▸ **What you should do**
Once you have read the data below, print all of it exactly.

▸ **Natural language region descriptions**
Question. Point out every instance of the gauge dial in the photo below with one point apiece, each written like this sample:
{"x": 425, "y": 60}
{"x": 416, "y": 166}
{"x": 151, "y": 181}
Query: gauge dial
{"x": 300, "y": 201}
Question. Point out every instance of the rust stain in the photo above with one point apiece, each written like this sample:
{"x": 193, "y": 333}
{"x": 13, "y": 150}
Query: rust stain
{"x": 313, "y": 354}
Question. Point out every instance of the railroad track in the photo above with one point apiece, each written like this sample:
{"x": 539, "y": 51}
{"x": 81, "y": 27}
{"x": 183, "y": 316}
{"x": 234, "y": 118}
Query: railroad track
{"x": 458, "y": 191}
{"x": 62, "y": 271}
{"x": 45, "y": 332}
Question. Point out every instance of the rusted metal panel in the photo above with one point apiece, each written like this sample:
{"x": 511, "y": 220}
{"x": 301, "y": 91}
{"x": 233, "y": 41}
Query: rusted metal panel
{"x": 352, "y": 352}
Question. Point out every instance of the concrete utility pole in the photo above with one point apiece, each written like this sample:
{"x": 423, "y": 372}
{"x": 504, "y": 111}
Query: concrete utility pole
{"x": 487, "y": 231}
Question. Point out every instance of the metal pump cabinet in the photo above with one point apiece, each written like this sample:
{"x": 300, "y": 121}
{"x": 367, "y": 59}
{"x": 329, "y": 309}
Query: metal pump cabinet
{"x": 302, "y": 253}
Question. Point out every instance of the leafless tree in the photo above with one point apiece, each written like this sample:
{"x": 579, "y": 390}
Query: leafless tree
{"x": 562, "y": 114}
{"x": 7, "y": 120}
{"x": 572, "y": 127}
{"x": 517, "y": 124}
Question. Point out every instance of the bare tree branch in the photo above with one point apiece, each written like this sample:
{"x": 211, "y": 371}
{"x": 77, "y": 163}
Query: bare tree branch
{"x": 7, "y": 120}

▸ **Solution to the exercise**
Question. Point out every instance of the gauge dial in the photo below with one point apiece, each written like this sample:
{"x": 425, "y": 60}
{"x": 416, "y": 166}
{"x": 151, "y": 181}
Query: gauge dial
{"x": 300, "y": 201}
Question. Point out every instance of the rust stain in the photo above with one point apiece, each written like this sample:
{"x": 193, "y": 333}
{"x": 13, "y": 150}
Query: rust stain
{"x": 313, "y": 354}
Question. Point out every instance of the railroad track in the photo above with one point apiece, each written like this sample:
{"x": 539, "y": 51}
{"x": 81, "y": 27}
{"x": 183, "y": 316}
{"x": 234, "y": 118}
Query: railroad track
{"x": 458, "y": 191}
{"x": 62, "y": 271}
{"x": 45, "y": 332}
Question. Point out every instance of the rusted metal panel in the photo above with one point apiece, each written like this sample:
{"x": 511, "y": 220}
{"x": 301, "y": 91}
{"x": 233, "y": 41}
Query: rusted metal panel
{"x": 352, "y": 352}
Question. Point out every instance of the concrete utility pole in the photo above with one point apiece, each written like this sample:
{"x": 423, "y": 372}
{"x": 504, "y": 111}
Query: concrete utility pole
{"x": 487, "y": 231}
Question. Point out every instance of the metal pump cabinet in the photo above with one point apiece, each written like this sample:
{"x": 300, "y": 121}
{"x": 367, "y": 59}
{"x": 329, "y": 309}
Query: metal pump cabinet
{"x": 302, "y": 253}
Question. Point out every instance of the leafless tree in the photo above with one point apiece, each written like this sample:
{"x": 579, "y": 390}
Query: leafless tree
{"x": 562, "y": 114}
{"x": 7, "y": 120}
{"x": 572, "y": 127}
{"x": 517, "y": 124}
Question. Point out every instance of the bare tree branch in the photo above with one point apiece, each written like this sample:
{"x": 211, "y": 371}
{"x": 77, "y": 163}
Query: bare tree branch
{"x": 7, "y": 120}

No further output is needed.